(PROVIDED PASSAGE begins)

The Goblin Problem is when a story establishes a group of creatures to serve as recurrent antagonists (not necessarily all one species; in a lot of rpg games this can broadly apply to "monsters") THAT:
Are never negotiable, or the negotiable parties among them are Token Heroic Orcs- that is to say, they are seen as objectors or 'good' versions who have absolutely no connections to, and hold no objections toward you attacking, the rest of their brethren, who they have forsaken as the price to be paid for being good.
Have obvious unique technology; they may attack you with weapons found nowhere else in the game, demonstrate the ability to speak, have their own obvious language, tame a creature that nobody else tames so that it's thus impossible that they are stealing already-tamed specimens from someone else
Are characterized primarily or exclusively as raiders who attack others, with the justification this means they are inferior creatures parasitically dependent on Good, Civilized Settings, e.g. they cannot possibly be sustainably hunting, gathering, or practicing either nomadic or settled agriculture.
Are often defined as having no choice to be evil or are created by a greater evil to serve as thralls, and yet, will not under any circumstances be regarded as indoctrinated victims, or if that is mentioned, there will nonetheless be an overarching lack of narrative concern as to where or how the survivors should live after the greater evil is taken care of, or if effort should be made to challenge the indoctrination and give them the ability to choose their lives.
What this ultimately creates is that they are unambiguously people, who obviously check all the marks of sapience, who are quite possibly wearing clothes, but the goblin or orc exists as a stopgap. You want your fantasy hero to get into a swordfight but you don't want him to kill another human being. So you invent something that wields a sword but is in some way "not a person", which is senseless. Unless you want the nature of this swordfight to be that a chimpanzee picked up a knife, at which point they are not going to use reliable sword techniques.

(PROVIDED PASSAGE ends)
(DATASET EXCERPTS begins)

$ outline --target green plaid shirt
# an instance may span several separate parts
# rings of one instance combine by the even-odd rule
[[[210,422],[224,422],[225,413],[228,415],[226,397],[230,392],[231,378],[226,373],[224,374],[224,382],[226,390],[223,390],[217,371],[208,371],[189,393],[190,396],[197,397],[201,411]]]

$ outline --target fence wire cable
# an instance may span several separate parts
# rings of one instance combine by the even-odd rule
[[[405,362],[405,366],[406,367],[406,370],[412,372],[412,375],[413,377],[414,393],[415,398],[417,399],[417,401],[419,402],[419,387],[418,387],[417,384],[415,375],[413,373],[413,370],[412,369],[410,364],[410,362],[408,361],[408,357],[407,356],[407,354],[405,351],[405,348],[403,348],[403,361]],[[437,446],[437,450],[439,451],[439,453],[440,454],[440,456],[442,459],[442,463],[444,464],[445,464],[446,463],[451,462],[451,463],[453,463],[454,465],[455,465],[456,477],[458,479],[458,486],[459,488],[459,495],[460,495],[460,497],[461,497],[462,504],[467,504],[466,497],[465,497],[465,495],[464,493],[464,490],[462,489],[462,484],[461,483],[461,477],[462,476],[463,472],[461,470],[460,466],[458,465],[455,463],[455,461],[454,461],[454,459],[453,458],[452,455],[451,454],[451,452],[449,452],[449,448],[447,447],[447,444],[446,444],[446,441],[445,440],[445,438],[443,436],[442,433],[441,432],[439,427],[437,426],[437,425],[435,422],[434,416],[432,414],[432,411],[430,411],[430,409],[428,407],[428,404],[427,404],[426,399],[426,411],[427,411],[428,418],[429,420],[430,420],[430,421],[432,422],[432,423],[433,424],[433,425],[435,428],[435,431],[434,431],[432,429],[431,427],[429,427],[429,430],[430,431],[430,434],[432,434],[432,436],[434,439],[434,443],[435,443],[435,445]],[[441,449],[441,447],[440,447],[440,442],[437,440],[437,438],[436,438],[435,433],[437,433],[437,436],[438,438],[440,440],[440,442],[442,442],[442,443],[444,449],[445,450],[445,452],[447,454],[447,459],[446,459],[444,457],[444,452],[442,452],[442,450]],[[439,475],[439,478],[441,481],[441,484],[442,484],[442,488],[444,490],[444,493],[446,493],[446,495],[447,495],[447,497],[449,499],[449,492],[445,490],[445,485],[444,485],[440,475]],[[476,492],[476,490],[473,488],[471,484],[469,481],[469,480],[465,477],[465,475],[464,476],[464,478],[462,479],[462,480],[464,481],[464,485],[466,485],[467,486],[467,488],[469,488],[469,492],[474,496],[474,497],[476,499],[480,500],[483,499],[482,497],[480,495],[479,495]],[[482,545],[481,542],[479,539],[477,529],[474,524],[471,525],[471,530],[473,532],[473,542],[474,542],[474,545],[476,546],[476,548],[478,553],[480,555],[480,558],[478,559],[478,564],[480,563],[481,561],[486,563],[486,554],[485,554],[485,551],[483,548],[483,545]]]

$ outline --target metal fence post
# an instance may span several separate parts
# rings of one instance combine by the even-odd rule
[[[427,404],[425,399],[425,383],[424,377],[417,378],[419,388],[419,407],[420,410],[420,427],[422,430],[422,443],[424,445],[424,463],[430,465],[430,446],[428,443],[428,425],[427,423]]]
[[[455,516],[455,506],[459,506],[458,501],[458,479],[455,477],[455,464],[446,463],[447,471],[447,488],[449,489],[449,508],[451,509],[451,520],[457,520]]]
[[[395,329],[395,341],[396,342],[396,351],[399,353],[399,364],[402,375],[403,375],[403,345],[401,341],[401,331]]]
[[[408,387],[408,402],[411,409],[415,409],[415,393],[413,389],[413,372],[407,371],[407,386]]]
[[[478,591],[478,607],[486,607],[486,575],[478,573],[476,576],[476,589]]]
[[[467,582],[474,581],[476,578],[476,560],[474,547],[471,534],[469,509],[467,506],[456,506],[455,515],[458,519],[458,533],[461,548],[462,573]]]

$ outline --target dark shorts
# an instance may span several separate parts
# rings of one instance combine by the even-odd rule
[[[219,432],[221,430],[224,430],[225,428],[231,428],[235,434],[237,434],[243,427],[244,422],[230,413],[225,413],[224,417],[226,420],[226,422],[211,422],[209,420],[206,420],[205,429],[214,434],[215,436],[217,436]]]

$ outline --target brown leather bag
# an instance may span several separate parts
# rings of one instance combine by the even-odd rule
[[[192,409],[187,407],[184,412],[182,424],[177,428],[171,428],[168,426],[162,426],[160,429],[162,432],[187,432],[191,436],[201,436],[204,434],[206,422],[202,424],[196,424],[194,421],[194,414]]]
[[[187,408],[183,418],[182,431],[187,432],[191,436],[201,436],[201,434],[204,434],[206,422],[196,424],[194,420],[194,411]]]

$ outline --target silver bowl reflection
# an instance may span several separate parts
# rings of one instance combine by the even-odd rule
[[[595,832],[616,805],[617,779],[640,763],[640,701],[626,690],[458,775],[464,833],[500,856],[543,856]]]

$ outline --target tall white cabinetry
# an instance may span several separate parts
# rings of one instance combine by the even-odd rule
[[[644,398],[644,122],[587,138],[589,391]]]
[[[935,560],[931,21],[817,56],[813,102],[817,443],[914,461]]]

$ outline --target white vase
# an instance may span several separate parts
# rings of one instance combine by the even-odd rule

(DATASET EXCERPTS ends)

-- INSTRUCTIONS --
• 1. From the passage on the Goblin Problem, list every means of sustaining themselves that the antagonists are implied to be incapable of.
• 2. Reproduce the portion of the passage on the Goblin Problem that opens with the words "Have obvious unique" and closes with "or settled agriculture.".

-- SOLUTIONS TO THE PROBLEMS --
• 1.
- Sustainable hunting
- Gathering
- Nomadic agriculture
- Settled agriculture

• 2.
Have obvious unique technology; they may attack you with weapons found nowhere else in the game, demonstrate the ability to speak, have their own obvious language, tame a creature that nobody else tames so that it's thus impossible that they are stealing already-tamed specimens from someone else
Are characterized primarily or exclusively as raiders who attack others, with the justification this means they are inferior creatures parasitically dependent on Good, Civilized Settings, e.g. they cannot possibly be sustainably hunting, gathering, or practicing either nomadic or settled agriculture.